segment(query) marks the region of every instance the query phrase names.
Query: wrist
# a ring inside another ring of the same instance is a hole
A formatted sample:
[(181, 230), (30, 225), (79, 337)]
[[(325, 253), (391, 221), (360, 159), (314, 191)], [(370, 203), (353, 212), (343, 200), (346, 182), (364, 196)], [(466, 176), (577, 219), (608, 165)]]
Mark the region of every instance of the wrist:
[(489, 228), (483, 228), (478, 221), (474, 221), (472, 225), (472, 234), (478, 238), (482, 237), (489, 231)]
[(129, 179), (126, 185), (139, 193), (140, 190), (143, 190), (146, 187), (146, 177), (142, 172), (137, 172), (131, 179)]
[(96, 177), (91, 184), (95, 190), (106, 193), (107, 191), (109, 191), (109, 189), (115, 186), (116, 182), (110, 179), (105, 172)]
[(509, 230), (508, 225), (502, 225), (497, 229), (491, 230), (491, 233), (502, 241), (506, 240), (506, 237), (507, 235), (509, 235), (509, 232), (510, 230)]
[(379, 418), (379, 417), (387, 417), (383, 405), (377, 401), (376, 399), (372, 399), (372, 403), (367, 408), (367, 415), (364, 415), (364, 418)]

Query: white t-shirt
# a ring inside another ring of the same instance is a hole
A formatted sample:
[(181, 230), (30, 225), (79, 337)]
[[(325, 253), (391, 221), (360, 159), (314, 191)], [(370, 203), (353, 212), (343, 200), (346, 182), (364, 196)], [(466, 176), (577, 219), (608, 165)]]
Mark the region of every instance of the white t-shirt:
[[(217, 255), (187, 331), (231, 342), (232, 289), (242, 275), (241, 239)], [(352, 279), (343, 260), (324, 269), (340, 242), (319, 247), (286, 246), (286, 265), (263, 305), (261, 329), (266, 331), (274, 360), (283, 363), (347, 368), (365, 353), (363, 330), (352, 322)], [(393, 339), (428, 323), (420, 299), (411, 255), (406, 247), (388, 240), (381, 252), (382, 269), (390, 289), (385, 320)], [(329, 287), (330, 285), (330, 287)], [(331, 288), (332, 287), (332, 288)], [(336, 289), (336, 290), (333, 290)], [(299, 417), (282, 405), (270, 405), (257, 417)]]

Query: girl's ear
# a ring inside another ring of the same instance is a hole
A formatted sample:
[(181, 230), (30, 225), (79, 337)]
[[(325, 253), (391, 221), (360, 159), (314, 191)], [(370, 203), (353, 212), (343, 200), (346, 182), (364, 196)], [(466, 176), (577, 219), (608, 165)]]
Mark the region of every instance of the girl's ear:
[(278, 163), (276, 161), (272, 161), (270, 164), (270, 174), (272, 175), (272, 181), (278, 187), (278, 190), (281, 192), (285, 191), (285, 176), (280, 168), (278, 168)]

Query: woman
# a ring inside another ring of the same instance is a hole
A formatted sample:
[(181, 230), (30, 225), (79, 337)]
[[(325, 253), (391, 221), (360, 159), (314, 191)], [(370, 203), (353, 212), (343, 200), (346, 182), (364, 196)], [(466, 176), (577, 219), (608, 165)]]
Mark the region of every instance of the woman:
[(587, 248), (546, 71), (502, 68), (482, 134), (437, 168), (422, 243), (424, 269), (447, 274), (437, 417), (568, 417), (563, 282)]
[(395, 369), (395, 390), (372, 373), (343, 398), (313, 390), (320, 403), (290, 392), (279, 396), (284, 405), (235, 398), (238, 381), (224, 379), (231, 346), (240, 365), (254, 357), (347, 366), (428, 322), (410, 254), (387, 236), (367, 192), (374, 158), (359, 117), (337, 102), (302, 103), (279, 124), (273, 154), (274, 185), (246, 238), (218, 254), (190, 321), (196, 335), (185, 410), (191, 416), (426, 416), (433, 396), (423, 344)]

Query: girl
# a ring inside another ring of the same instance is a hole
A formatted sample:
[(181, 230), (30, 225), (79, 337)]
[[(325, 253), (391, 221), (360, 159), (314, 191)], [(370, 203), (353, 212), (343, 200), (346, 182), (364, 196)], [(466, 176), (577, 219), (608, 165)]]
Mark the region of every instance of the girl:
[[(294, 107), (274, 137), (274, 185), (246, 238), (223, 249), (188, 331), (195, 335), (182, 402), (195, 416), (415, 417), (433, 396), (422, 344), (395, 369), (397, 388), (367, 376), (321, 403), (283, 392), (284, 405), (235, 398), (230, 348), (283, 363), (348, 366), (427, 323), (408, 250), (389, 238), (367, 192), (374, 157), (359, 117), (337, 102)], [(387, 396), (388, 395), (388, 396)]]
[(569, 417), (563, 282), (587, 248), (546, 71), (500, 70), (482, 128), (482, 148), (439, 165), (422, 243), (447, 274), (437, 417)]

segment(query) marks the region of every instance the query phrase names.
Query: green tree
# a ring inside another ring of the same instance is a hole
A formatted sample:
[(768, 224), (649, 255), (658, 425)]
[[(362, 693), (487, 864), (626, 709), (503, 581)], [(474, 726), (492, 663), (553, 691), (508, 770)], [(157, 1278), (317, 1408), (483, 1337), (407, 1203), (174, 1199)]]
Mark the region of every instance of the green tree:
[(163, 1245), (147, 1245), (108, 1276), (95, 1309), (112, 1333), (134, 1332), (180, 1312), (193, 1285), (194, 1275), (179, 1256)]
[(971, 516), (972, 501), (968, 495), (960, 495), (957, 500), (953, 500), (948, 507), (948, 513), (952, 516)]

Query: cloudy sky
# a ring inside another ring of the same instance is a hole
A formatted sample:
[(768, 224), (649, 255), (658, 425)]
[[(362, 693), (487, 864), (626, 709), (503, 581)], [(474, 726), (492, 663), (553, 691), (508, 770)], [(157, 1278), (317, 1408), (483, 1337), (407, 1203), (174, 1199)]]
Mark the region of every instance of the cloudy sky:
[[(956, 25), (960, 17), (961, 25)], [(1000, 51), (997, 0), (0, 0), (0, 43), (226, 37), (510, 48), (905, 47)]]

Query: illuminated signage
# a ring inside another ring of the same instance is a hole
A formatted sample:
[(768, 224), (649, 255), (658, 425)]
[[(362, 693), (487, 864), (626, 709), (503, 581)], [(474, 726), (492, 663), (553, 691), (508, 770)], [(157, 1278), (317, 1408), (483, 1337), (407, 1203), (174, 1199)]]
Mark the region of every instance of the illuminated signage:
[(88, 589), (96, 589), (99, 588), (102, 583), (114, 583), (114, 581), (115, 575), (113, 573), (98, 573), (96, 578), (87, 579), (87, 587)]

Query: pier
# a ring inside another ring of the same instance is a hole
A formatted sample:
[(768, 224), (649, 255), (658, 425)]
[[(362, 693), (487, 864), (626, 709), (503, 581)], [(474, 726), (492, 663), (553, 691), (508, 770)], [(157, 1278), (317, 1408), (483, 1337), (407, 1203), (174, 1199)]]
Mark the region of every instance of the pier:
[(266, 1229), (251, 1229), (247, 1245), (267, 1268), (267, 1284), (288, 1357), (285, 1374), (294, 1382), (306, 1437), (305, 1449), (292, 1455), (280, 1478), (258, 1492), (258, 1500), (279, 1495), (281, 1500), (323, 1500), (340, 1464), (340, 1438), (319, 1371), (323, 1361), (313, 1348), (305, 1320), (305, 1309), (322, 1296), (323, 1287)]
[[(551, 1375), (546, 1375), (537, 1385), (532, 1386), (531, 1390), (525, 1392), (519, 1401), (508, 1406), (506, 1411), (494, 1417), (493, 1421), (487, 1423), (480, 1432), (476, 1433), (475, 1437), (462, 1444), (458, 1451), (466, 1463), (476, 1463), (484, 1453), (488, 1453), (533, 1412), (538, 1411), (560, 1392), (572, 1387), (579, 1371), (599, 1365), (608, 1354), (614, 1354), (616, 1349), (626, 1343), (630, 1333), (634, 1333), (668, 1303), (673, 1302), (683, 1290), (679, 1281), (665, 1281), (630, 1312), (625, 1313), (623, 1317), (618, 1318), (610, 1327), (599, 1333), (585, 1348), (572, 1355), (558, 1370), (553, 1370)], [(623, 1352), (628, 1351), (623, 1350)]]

### WHAT TO WORK ON
Within the listing above, the range opens at the line with "Query: green tree" and closes at the line with "Query: cloudy sky". Reproduce exactly the lines of that range, including both ends.

### RESPONSE
Query: green tree
# a ring inside another ring of the same instance is a hole
A formatted sample:
[(768, 224), (649, 255), (658, 425)]
[[(362, 693), (487, 864), (626, 709), (503, 581)], [(474, 726), (492, 663), (553, 691), (508, 770)], [(157, 1278), (317, 1408), (483, 1337), (407, 1203), (174, 1199)]]
Mark the region of every instance of the green tree:
[(163, 1245), (147, 1245), (108, 1276), (95, 1309), (112, 1333), (134, 1332), (180, 1312), (193, 1285), (194, 1275), (179, 1256)]
[(971, 516), (972, 501), (968, 495), (960, 495), (957, 500), (953, 500), (948, 507), (948, 513), (952, 516)]

Query: cloudy sky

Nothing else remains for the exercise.